* Begin Provided entries *

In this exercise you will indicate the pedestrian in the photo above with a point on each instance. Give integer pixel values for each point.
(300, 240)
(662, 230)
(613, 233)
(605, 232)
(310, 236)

* End Provided entries *

### Exercise goal
Can you convert every line of the listing above into a numbered list, skipping any blank lines?

### Written reply
1. In this exercise you will indicate the pedestrian in the photo above with a point on each instance. Give integer pixel values for each point.
2. (300, 240)
3. (662, 230)
4. (613, 233)
5. (605, 232)
6. (310, 236)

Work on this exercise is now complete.